§ **Material supplied**
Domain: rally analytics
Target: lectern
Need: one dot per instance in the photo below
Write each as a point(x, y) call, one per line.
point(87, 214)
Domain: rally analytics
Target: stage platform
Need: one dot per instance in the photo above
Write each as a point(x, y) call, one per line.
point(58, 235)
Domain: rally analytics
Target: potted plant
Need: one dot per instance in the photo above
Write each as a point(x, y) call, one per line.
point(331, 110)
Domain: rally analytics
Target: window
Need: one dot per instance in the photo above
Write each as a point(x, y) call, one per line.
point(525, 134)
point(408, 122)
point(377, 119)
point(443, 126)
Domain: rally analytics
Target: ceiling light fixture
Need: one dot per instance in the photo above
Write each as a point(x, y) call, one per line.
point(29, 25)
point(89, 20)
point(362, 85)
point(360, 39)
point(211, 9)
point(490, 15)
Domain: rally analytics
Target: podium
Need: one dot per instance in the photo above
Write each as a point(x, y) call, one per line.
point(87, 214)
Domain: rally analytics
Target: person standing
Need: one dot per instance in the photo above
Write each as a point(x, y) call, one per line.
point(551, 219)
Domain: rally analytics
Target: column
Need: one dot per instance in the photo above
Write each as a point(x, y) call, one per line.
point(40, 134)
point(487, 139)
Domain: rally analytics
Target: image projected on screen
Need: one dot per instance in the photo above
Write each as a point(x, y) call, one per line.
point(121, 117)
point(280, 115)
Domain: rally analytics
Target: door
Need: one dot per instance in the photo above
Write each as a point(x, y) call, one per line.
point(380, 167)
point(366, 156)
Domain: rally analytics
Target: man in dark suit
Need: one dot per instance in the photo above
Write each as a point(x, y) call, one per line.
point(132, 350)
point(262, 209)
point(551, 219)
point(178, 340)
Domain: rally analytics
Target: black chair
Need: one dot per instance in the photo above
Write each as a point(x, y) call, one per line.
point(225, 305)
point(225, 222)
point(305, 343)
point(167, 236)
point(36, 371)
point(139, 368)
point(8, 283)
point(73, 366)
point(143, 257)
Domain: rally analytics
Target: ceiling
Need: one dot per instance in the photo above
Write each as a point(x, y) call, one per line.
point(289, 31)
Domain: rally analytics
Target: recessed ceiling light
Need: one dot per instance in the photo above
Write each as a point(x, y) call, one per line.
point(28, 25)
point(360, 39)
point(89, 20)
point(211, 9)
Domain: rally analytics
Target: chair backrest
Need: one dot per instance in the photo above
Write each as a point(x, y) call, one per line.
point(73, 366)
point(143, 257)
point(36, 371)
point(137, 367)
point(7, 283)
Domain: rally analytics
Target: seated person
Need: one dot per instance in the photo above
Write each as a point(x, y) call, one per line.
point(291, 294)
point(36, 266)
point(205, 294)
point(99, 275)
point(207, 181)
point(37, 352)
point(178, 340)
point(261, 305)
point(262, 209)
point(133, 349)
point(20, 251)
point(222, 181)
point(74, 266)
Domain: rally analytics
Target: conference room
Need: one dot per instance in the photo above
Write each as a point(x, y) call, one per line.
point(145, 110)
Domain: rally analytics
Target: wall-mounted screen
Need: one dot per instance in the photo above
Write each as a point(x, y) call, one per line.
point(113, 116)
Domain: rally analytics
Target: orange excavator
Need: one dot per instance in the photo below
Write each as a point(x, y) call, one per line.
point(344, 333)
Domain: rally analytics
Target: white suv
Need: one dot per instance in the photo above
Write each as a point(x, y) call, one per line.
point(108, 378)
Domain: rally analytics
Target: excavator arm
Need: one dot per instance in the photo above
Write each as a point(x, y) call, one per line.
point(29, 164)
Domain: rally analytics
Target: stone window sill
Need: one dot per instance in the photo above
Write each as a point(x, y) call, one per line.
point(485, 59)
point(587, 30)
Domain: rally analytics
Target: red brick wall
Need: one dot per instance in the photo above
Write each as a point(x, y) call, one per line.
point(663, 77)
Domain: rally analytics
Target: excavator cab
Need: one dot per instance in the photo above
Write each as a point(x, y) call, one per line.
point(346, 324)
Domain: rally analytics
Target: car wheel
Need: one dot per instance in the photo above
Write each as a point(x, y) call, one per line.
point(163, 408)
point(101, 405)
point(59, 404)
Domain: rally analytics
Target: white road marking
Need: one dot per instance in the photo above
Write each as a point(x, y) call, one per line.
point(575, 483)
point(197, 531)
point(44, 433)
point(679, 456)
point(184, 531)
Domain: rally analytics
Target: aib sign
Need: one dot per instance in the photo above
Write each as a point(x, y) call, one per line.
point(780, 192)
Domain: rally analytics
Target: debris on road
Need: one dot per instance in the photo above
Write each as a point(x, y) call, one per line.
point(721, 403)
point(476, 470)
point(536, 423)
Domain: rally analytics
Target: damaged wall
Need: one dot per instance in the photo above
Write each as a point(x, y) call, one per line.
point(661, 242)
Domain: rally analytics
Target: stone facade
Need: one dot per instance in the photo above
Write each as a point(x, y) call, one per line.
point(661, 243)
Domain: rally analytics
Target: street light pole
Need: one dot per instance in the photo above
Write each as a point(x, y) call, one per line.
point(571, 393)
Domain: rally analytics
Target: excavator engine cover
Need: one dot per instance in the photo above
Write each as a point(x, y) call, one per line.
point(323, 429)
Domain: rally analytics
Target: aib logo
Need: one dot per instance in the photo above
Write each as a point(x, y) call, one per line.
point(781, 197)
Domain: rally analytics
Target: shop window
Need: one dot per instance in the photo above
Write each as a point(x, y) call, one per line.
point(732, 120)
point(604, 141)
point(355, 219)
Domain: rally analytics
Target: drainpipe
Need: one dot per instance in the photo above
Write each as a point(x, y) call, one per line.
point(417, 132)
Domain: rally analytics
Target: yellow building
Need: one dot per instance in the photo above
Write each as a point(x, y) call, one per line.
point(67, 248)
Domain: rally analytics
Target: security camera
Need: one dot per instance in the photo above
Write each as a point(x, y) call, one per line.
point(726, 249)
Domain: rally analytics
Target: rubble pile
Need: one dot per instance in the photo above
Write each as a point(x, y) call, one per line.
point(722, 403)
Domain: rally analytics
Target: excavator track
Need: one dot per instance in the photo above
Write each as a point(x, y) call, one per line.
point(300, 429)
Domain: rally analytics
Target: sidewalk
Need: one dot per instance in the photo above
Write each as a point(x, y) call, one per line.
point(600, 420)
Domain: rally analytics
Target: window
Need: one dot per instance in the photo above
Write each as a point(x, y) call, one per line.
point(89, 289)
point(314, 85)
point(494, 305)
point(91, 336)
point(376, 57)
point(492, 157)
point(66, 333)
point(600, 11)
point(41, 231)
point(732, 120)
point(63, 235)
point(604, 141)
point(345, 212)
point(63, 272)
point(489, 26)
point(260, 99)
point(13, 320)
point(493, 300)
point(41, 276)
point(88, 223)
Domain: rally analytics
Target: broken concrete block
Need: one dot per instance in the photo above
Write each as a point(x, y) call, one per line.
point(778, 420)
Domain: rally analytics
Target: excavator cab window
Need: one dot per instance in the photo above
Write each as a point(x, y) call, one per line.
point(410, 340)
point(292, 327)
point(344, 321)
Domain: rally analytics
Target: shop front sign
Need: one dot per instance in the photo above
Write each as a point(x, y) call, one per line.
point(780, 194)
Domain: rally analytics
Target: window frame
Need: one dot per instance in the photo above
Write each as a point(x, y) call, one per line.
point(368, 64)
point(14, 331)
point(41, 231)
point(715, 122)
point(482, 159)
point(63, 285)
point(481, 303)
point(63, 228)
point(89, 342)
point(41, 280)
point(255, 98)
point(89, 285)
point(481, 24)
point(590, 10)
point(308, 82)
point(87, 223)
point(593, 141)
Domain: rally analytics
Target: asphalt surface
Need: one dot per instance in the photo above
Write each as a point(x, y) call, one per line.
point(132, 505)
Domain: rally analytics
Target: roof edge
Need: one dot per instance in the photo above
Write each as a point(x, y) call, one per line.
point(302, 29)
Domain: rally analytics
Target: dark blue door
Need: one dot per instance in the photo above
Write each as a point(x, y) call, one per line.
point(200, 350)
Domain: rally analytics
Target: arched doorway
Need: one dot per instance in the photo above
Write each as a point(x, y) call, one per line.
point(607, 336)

§ **Task description**
Put the lines of the records above, from their start through the line with "point(58, 235)", into a Markdown table with the columns Number and Text. Give one numbered row per line and leave out any blank lines.

§ **Solution to this exercise**
| Number | Text |
|---|---|
| 1 | Domain: rally analytics |
| 2 | Target: lectern |
| 3 | Need: one dot per instance in the photo below |
| 4 | Write each as a point(x, y) call, one per line. |
| 5 | point(87, 214) |
| 6 | Domain: rally analytics |
| 7 | Target: stage platform |
| 8 | Need: one dot per instance in the photo above |
| 9 | Write each as a point(x, y) call, one per line. |
| 10 | point(58, 235) |